* PROBLEM DETAILS
Of all the lines below, return only those starting with the line holding "Box every phone" and going on through the line holding "Box every palm tree trunk", exactly as written.

(STORED DATA Opens)

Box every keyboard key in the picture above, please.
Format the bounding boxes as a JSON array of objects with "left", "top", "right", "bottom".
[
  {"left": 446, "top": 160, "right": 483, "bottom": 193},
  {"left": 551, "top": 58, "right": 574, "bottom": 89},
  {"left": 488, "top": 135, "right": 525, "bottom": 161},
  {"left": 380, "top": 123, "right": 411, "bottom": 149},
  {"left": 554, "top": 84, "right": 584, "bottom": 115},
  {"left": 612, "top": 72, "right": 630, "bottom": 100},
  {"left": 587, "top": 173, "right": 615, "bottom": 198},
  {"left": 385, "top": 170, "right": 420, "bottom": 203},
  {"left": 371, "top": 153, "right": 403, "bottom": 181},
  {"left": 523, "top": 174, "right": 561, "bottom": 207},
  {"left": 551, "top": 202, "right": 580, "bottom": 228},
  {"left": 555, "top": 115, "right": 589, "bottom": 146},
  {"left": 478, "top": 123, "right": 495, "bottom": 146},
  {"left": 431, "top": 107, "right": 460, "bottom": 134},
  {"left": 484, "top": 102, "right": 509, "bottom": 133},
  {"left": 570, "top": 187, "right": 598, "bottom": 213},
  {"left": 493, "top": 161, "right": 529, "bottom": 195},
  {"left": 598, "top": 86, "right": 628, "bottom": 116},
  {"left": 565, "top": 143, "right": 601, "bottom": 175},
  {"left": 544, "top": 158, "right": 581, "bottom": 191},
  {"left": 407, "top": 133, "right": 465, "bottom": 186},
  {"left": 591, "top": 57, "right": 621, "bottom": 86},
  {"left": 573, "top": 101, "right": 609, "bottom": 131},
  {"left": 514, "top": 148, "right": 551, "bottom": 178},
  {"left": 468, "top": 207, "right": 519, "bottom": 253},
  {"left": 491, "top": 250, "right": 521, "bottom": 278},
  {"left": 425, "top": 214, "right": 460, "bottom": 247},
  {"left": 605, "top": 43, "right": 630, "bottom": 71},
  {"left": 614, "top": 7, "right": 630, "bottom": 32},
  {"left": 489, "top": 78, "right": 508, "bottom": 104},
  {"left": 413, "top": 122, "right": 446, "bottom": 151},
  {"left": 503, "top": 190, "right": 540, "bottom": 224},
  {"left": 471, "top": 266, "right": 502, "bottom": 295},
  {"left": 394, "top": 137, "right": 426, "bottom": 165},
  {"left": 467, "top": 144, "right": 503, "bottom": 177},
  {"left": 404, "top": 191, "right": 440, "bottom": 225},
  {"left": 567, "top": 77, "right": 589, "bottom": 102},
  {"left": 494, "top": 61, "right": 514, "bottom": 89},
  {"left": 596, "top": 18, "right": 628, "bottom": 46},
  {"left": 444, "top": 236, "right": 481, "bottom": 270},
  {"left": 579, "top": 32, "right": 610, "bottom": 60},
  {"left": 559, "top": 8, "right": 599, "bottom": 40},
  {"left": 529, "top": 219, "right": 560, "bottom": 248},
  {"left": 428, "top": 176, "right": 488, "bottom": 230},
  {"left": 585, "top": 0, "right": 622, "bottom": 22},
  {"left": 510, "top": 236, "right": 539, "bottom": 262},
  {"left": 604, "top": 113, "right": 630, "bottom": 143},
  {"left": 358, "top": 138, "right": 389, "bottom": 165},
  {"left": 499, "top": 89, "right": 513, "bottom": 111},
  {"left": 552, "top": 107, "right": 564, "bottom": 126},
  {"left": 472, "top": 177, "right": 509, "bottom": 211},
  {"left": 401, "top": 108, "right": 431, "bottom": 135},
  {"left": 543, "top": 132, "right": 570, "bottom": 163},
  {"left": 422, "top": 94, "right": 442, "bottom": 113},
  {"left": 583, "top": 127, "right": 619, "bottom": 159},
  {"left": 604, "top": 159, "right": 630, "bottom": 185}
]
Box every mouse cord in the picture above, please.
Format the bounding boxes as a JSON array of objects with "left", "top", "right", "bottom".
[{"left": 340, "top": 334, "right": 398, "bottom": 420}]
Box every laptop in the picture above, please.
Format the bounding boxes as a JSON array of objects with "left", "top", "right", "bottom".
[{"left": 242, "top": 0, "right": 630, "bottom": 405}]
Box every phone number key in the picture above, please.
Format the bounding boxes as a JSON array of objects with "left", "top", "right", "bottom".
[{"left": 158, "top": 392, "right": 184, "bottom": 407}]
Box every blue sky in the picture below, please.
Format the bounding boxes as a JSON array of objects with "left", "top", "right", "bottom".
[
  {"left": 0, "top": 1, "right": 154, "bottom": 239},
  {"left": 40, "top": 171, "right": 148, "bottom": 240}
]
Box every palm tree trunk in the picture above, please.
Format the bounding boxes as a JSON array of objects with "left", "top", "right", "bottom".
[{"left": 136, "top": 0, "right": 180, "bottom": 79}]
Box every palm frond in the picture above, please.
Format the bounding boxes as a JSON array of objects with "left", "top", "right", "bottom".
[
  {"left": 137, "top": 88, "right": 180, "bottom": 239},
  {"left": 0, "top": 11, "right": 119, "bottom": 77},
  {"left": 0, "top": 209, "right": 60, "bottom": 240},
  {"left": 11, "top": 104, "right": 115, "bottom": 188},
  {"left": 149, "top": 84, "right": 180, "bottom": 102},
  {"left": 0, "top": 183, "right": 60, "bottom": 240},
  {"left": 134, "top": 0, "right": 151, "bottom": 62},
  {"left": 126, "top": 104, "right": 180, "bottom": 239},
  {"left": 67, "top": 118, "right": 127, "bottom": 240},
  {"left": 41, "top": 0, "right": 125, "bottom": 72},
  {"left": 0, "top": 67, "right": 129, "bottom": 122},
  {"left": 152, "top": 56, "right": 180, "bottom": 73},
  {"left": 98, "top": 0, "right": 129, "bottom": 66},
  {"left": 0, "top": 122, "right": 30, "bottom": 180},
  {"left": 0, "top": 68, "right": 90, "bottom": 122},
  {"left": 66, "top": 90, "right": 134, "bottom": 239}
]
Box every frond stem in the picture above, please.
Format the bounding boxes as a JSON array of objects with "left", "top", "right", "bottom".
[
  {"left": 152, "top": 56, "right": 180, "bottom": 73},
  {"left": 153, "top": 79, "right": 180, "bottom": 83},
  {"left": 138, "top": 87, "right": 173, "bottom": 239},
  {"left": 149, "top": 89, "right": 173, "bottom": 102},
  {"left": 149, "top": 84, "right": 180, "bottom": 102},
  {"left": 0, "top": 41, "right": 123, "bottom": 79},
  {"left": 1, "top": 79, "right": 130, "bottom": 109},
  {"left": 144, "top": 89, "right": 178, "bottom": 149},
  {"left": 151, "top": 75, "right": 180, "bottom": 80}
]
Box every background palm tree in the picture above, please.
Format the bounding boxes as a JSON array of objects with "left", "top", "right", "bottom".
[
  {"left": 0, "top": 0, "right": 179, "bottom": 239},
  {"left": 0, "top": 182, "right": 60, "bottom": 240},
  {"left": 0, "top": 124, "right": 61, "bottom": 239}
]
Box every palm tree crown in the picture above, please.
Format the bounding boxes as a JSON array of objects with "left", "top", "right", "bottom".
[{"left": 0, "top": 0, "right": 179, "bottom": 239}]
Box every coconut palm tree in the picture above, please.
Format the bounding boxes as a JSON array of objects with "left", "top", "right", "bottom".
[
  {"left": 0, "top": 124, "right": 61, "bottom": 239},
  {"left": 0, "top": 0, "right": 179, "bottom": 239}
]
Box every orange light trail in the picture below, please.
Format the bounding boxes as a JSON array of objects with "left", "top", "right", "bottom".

(STORED DATA Closes)

* ANSWER AREA
Box every phone number key in the picture above, please.
Format the bounding boxes as a JSON array of objects with "left", "top", "right", "bottom".
[{"left": 158, "top": 392, "right": 184, "bottom": 407}]
Box every blue sky in the picture below, please.
Format the bounding boxes as a JSON array of objects with "left", "top", "right", "bottom".
[
  {"left": 0, "top": 1, "right": 154, "bottom": 239},
  {"left": 40, "top": 171, "right": 148, "bottom": 240}
]
Box every palm tree trunk in the picture above, please.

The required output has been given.